# AUFGABE
Schreib die Filmkritik zu Jiri Menzels Film im Anschluss an ihren letzten Satz weiter.

:: VORGELEGTER TEXT

Denn Menzel geht sehr nonchalant mit der nationalsozialistischen Besetzung Tschechiens um und seine Filmsprache mögen die einen als Retro-Chic goutieren, die anderen etwas altbacken finden.

Webseite: www.englischer-koenig-derfilm.de

Tschechien 2006
Buch und Regie: Jiri Menzel
Darsteller: Ivan Barnev, Oldrich Kaiser, Julia Jentsch, Martin Huba, Marián Labuda, Milan Lasica
Länge: 119 Minuten
Verleih: Farbfilm
Kinostart: 21. August 2008

PRESSESTIMMEN:

Eine äußerst launige Tragikomödie (mit Betonung auf Komödie) von Oscar-Gewinner Menzel... Das Berlinale-Publikum war zu Recht entzückt.
KulturSPIEGEL

FILMKRITIK:

Jan Dite, der Held der Geschichte, verkörpert den Typus des „kleinen Manns“. Das sieht man gleich in der ersten Einstellung. Da verlässt der alte Dite (Oldrich Kaiser) nach 15 Jahren Haft das Gefängnis, in das ihn die Kommunisten steckten, weil er Millionär war. Der Freigelassene stolpert vor die Tür, ihm folgt ein Wärter, der mindestens zwei Köpfe größer ist als er. Als  kleiner Mann muss man sich geschickt durchlavieren, um einen Zipfel des Glücks zu erhaschen. Der Film folgt den Stationen des Aufstiegs Dites (als junger Mann wird er von Ivan Barnev verkörpert) vom Kellner zum Hotelbesitzer, dem ein jäher Absturz unter den Kommunisten folgt. Wer nun an einen schwergängigen filmischen Marsch durch die jüngere Zeitgeschichte denkt, liegt falsch. Menzel hält sich an den satirischen Ton der Romanvorlage und inszeniert die Geschichte als leichten Walzer: mit durchweg überzeichneten Figuren, skurrilen Episoden und oft tänzerischen Tableaus, die Ereignisse und Wendungen ohne Worte erzählen. Drei Motive strukturieren das Geschehen: die Jagd nach Reichtum, nach schönen (in der Regel käuflichen) Frauen und der Genuss guten Essens und edler Tropfen. Daraus lassen sich schöne Bilder ziehen. Man sieht Kamele durch Prag traben, nackte Frauen werden mit Blumen drapiert und Geldscheine zu einem Teppich des Reichtums arrangiert.

::::
:: EINTRÄGE

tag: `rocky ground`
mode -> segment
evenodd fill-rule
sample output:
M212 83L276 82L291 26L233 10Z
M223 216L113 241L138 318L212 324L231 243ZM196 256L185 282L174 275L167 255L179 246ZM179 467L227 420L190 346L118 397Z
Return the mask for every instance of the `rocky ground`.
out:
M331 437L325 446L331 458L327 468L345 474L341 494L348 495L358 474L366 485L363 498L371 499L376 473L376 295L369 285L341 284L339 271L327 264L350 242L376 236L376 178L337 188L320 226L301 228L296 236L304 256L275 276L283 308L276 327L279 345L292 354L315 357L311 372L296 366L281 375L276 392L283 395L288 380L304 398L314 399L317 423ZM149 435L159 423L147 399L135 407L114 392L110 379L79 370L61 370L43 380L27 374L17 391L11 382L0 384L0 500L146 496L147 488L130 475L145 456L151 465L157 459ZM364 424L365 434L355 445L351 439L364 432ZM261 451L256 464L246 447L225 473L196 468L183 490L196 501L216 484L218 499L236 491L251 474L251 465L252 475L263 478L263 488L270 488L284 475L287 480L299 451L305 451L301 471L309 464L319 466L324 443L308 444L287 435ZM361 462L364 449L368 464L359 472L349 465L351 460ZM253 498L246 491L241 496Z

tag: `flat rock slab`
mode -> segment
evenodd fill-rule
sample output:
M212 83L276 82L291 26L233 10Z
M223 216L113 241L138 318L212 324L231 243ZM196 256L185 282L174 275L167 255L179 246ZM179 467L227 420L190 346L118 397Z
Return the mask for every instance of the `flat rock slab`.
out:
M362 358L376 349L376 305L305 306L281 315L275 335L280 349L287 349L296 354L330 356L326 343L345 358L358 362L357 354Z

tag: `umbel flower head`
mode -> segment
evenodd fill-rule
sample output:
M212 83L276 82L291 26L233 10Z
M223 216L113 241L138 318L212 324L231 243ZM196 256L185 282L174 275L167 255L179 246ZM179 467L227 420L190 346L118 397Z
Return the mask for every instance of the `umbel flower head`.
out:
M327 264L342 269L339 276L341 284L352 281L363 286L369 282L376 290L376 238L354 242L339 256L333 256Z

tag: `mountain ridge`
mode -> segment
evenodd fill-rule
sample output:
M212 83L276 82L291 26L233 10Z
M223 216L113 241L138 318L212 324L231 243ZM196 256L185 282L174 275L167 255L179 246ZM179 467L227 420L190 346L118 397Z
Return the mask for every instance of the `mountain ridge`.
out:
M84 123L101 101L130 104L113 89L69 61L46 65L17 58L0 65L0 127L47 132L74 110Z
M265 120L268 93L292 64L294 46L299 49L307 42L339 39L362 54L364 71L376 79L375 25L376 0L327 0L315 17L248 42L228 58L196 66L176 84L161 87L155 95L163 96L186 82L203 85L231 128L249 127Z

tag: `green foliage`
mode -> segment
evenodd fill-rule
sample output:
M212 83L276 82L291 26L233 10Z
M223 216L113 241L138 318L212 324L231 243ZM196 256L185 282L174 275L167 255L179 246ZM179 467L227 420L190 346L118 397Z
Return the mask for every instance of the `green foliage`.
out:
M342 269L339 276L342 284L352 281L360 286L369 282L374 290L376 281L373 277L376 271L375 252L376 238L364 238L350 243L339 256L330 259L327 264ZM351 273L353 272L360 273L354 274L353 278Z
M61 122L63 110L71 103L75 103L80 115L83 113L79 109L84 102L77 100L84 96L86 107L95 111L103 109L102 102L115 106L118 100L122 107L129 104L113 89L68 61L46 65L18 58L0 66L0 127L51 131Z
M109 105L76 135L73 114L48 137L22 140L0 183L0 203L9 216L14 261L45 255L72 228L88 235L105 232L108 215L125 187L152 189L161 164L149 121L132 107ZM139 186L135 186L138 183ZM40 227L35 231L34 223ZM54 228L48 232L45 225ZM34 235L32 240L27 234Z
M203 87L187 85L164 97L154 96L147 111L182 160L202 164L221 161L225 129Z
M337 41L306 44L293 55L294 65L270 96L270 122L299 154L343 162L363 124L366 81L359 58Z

::::

# DIE ANTWORT
Die optische Opulenz lässt sich wie ein kühles Glas Champagner genießen. Doch wenn das Perlen nachlässt, bleibt nur eine recht harmlose Komödie übrig. Hrabal ging mit seinen Landsleuten heftig ins Gericht und auch Menzel äußerte sich deutlich, zum Beispiel über die Zeit der nationalsozialistischen Besatzung. „Aber wahr ist auch, dass die erdrückende Mehrheit der Bevölkerung zu Hause auf ihrem Arsch saß und die Schnauze hielt.“ Ein bisschen was von dieser Schärfe hätte seinem Film gut getan. Man vermisst die Verknüpfung von Leichtigkeit und Ernst, Komik und Trauer. Menzel bleibt auf der sicheren komödiantischen Seite, und von dieser Warte aus betrachtet sind alle Menschen irgendwie Schießbudenfiguren (inklusive Hitler) und alles Schlimme geht irgendwann vorbei (inklusive Hitler). Die arische Zuchtstätte „Lebensborn“ als lustiges Bordell für SS-Offiziere zu zeigen, ist ein bisschen unglücklich. Und Julia Jentsch als stramme Nazi-Maid und Geliebte Dites wirkt mit Lodenmantel und Hütchen nur wie ein seltsamer Tannenbaum. Das vieles nur skurril bleibt, liegt wohl auch an Menzels Vorliebe für die tschechische Slapstick-Tradition. Man kann hier an Milos Formans „Feuerwehrball“ denken oder an die auch in Deutschland bekannte „Pan-Tau“-Figur – Filme, die schon ein paar Jahrzehnte alt sind. Das reicht für ein Retro-Vergnügen, aber mehr auch nicht.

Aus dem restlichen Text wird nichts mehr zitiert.